Your task: Please write out the material below exactly as given.

Entries taken from a collection

■ ■ ■ ■

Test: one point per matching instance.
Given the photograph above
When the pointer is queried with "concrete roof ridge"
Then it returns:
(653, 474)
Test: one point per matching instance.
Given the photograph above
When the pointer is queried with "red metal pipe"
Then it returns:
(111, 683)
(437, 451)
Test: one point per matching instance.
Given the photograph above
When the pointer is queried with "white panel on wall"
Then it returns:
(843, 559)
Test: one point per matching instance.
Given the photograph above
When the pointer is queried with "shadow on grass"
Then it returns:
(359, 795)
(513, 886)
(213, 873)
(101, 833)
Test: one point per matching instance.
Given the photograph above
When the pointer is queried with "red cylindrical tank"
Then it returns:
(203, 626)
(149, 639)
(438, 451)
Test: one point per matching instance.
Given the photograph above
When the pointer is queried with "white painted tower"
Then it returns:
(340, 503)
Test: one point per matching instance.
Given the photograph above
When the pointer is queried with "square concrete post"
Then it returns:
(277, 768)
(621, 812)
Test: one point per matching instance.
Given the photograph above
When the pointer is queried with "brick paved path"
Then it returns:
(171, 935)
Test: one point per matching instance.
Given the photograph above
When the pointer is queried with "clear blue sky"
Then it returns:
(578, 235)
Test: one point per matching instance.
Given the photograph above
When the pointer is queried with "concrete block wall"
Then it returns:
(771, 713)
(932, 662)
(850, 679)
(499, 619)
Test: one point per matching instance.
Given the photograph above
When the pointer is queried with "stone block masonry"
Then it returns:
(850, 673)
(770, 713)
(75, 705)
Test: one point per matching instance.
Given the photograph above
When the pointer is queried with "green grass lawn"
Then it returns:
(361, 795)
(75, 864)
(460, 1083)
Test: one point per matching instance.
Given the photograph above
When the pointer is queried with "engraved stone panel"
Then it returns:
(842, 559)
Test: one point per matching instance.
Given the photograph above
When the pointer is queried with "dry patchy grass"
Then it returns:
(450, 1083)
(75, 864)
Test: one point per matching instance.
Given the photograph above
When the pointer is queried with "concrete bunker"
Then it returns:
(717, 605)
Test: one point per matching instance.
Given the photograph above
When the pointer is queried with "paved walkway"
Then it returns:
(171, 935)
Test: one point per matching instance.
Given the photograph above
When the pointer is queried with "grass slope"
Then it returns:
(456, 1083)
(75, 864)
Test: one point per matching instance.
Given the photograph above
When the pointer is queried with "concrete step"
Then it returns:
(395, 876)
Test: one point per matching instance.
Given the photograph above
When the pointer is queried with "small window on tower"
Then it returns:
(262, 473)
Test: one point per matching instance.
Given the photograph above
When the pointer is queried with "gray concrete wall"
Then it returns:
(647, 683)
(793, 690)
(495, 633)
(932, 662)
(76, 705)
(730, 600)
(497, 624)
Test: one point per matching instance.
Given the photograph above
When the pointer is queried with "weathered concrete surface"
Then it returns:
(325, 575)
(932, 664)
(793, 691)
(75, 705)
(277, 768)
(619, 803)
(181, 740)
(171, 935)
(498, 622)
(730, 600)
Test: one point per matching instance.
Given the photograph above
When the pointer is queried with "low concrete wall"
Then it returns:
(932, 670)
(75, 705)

■ ■ ■ ■

Final result:
Test: one point per matching instance.
Given the photograph above
When the pointer is queried with "concrete roof ridge"
Then it returns:
(653, 474)
Test: one point per matching instance.
Given the photograph above
When the pointer is queried with "red metal pipe"
Then it returns:
(111, 683)
(437, 451)
Test: one point per matching instance.
Given the photograph above
When the pointer is queried with "white panel on wall"
Then it returns:
(843, 559)
Test: one point per matching instance.
Given the photograph above
When the pointer is queried with "shadow on grass"
Then it returns:
(359, 795)
(513, 886)
(213, 873)
(101, 833)
Test: one point per matching instance.
Given the photograph above
When the pointer is queried with "red cylindrical tank"
Then it returns:
(203, 626)
(149, 639)
(438, 451)
Test: one point per matching instance.
Given the photograph above
When the pointer is queried with "white painted tower"
Then it returns:
(340, 503)
Test: one point per matching instance.
Given the photograph above
When the pointer is queried with "square concrete post"
Then it returns:
(277, 768)
(621, 812)
Test: one point per matching instance.
Given the photograph above
When the pointer is queried with "brick paved path"
Then it returns:
(171, 935)
Test: one point per matching instance.
Given the photograph above
When the pointer is queried with "clear blue sky"
Then it returns:
(578, 235)
Test: one point per matching instance.
Given the photograph above
When the pointer is queried with "concrete block wall"
Then it returns:
(771, 713)
(932, 662)
(850, 679)
(499, 619)
Test: one point per matching instance.
Given the photograph above
When the pointer is queried with "stone block masonry"
Then it returns:
(850, 673)
(770, 713)
(75, 705)
Test: one point per matching instance.
Given the photograph above
When the pointer is queried with "green grass lawn"
Then it returns:
(361, 795)
(75, 864)
(460, 1083)
Test: one point per matching instance.
Given the photograph above
When the pointer is queried with "engraved stone panel"
Then it returns:
(842, 559)
Test: one point per matching instance.
Given the photograph above
When the pointer is queried with "dry patchy grass"
Then it returns:
(450, 1083)
(75, 864)
Test: one point per matching instance.
Given the photograph above
When the pointer is queried with "concrete bunker"
Then it returns:
(717, 605)
Test: one point per matching instance.
Given the photograph above
When the pointer is queried with "paved walkway"
Then it returns:
(171, 935)
Test: one point per matching instance.
Given the photograph above
When the pointer is queried with "grass slope"
Then it returns:
(456, 1083)
(75, 864)
Test: one point per matching instance.
Given the photograph above
When the pointer is queried with "concrete step"
Then it returns:
(395, 876)
Test: one point per matching instance.
Given the photograph above
When the pointer is queried with "small window on tower"
Then it returns:
(262, 473)
Test: one point per matching instance.
Given the photograph above
When the pointer is queried with "gray concrete wall"
Then it returns:
(647, 683)
(793, 690)
(495, 633)
(932, 662)
(76, 705)
(730, 600)
(497, 624)
Test: one point per matching instance.
Given the photograph above
When the pointer is queried with "weathered concrete surface"
Then it returns:
(325, 575)
(932, 664)
(793, 691)
(75, 705)
(277, 768)
(619, 803)
(181, 740)
(171, 935)
(498, 622)
(730, 600)
Test: one point per matching instance.
Given the photograph above
When the pointer is queried with "low concrete wall"
Then it returns:
(932, 670)
(75, 705)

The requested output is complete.